━━━━━ Textauszug ━━━━━

Noch Ende dieses Monats werden wir wahrscheinlich erfahren, wie das Koalitionsabkommen der drei Parteien aussieht, mit dem sie die derzeitigen Probleme des Landes lösen wollen.

Claude Molinaro cmolinaro@tageblatt.lu

Zu den momentan dringendsten Problemen gehört nicht unser Rentensystem, wie es etwa die Patronatsseite behauptet. Mit einer Nachhaltigkeitsreserve, welche die Rente für vier Jahre abdeckt, sind wir in einer außerordentlich guten Situation. Bei unserem von den Arbeitgebern oft bewunderten Exportwundernachbarland Deutschland, das auch ein Umlageverfahren hat (die Versicherten von heute zahlen die Renten von heute), reichen die Reserven lediglich für ein paar Monate.

━━━━━ Vorliegendes Material ━━━━━

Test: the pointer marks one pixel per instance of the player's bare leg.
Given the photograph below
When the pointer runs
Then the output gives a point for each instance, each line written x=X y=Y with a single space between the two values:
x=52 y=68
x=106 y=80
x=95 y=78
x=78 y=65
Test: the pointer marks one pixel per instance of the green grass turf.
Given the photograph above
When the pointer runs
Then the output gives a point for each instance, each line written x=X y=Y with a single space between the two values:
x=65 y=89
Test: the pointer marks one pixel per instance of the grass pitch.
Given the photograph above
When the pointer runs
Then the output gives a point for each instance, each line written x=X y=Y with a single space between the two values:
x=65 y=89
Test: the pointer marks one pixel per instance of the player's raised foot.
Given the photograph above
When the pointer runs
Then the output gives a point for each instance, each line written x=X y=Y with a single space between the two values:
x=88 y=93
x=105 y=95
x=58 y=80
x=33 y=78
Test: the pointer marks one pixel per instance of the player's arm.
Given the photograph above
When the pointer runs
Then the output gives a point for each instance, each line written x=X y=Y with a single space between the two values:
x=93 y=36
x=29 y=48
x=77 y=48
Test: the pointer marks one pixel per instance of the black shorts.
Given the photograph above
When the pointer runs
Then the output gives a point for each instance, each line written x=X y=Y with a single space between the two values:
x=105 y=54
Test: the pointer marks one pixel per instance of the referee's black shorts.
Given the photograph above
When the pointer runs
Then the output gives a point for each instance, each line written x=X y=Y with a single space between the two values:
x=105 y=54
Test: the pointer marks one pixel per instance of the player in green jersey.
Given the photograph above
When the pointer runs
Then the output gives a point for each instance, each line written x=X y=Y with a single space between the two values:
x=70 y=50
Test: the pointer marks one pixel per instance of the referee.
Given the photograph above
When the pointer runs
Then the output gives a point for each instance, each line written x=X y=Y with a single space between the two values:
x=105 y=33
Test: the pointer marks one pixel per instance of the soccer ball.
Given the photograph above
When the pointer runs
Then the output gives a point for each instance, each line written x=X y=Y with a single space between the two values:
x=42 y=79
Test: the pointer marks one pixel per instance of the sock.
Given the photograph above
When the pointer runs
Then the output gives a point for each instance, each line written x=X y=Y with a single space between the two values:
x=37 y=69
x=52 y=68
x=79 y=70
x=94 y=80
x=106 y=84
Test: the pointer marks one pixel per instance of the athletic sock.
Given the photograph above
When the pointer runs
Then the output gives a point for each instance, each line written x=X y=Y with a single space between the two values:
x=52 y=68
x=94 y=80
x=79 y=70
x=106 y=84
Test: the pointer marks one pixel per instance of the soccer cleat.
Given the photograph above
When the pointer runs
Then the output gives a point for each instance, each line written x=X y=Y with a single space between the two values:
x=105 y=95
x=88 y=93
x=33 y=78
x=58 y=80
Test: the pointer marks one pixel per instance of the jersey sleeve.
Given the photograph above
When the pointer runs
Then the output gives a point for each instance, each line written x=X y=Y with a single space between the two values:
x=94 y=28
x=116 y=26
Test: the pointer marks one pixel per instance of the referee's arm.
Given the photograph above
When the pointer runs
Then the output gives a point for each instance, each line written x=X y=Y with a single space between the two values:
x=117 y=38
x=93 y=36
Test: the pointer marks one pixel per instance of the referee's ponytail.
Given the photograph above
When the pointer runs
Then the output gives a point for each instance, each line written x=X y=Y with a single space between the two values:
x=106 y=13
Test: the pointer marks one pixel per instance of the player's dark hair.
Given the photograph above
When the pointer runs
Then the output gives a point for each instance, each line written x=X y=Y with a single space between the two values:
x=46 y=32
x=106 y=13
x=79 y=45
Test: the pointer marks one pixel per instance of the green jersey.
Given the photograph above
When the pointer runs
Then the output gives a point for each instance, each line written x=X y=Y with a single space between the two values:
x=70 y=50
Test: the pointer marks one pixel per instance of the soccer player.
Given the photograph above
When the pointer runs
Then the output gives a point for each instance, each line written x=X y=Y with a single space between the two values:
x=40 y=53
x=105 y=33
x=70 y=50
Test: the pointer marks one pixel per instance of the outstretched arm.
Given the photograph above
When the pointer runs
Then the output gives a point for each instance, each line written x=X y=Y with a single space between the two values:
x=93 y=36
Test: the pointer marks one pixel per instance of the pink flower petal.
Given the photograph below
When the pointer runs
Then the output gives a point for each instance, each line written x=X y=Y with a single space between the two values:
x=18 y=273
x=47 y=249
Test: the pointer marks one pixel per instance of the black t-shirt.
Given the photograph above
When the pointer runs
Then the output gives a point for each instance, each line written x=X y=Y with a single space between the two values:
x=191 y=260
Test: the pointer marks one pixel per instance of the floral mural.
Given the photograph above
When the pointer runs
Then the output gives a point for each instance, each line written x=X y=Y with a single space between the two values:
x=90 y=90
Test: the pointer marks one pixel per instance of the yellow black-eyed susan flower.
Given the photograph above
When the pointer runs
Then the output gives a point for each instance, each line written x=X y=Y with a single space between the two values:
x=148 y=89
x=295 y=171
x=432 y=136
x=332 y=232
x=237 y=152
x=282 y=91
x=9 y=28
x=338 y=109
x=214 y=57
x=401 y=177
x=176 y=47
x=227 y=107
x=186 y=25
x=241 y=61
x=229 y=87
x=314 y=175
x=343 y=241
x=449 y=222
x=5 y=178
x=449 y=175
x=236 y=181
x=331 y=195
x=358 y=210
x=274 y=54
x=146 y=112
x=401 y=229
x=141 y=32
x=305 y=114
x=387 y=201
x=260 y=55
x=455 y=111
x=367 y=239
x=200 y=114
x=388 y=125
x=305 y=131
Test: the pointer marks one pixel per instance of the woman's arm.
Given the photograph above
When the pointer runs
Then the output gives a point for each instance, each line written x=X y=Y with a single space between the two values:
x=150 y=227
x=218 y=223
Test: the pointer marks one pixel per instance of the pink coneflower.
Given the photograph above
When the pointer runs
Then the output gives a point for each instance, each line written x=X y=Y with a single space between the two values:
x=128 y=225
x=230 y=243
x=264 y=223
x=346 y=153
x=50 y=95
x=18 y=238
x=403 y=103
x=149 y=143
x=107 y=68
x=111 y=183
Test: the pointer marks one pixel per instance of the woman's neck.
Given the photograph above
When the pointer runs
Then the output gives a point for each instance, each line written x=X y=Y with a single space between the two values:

━━━━━

- Arbeitsaufträge -
(1) Stimmen die Aussagen (a) bis (c) mit dem Auszug über das Rentensystem überein? Antworte jeweils mit Ja oder Nein und zitiere wörtlich die entscheidenden Worte des Auszugs.
(a) Das Rentensystem zählt zu den momentan dringendsten Problemen.
(b) Die Nachhaltigkeitsreserve deckt die Rente für vier Jahre ab.
(c) In Deutschland reichen die Reserven für mehrere Jahre.
(2) Führe den Auszug über das Rentensystem nach seinem letzten Satz weiter.

- Lösungen je Aufgabe -
(1)
(a) Nein: „Zu den momentan dringendsten Problemen gehört nicht unser Rentensystem“
(b) Ja: „Mit einer Nachhaltigkeitsreserve, welche die Rente für vier Jahre abdeckt“
(c) Nein: „reichen die Reserven lediglich für ein paar Monate“

(2)
Nicht dringend (wenn auch wichtig) sind ebenfalls die gesellschaftlichen Probleme, obwohl auch sie angegangen werden müssen. Auch wenn wir nur allzu gerne der Kirche die Flügel, sprich die Finanzen, stutzen wollen, müssen wir heute, am 319. Geburtstag von François-Marie Arouet alias Voltaire – einem der bedeutendsten Kirchenkritiker des 18. Jahrhunderts – zugeben, dass es Dringenderes gibt.

Teuer, zu teuer

Vorgestern vermeldete das Statec, dass in Luxemburg fast ein Fünftel des Einkommens fürs Wohnen verwendet wird. Durchschnittlich, wohl gemerkt, denn die Klassenunterschiede machen sich hier wie in keinem anderen Bereich bemerkbar. Die reichsten zehn Prozent der Bevölkerung geben nur neun Prozent ihres Einkommens für das Wohnen aus; die ärmsten zehn Prozent müssen ein Drittel ihres Einkommens dafür aufbringen.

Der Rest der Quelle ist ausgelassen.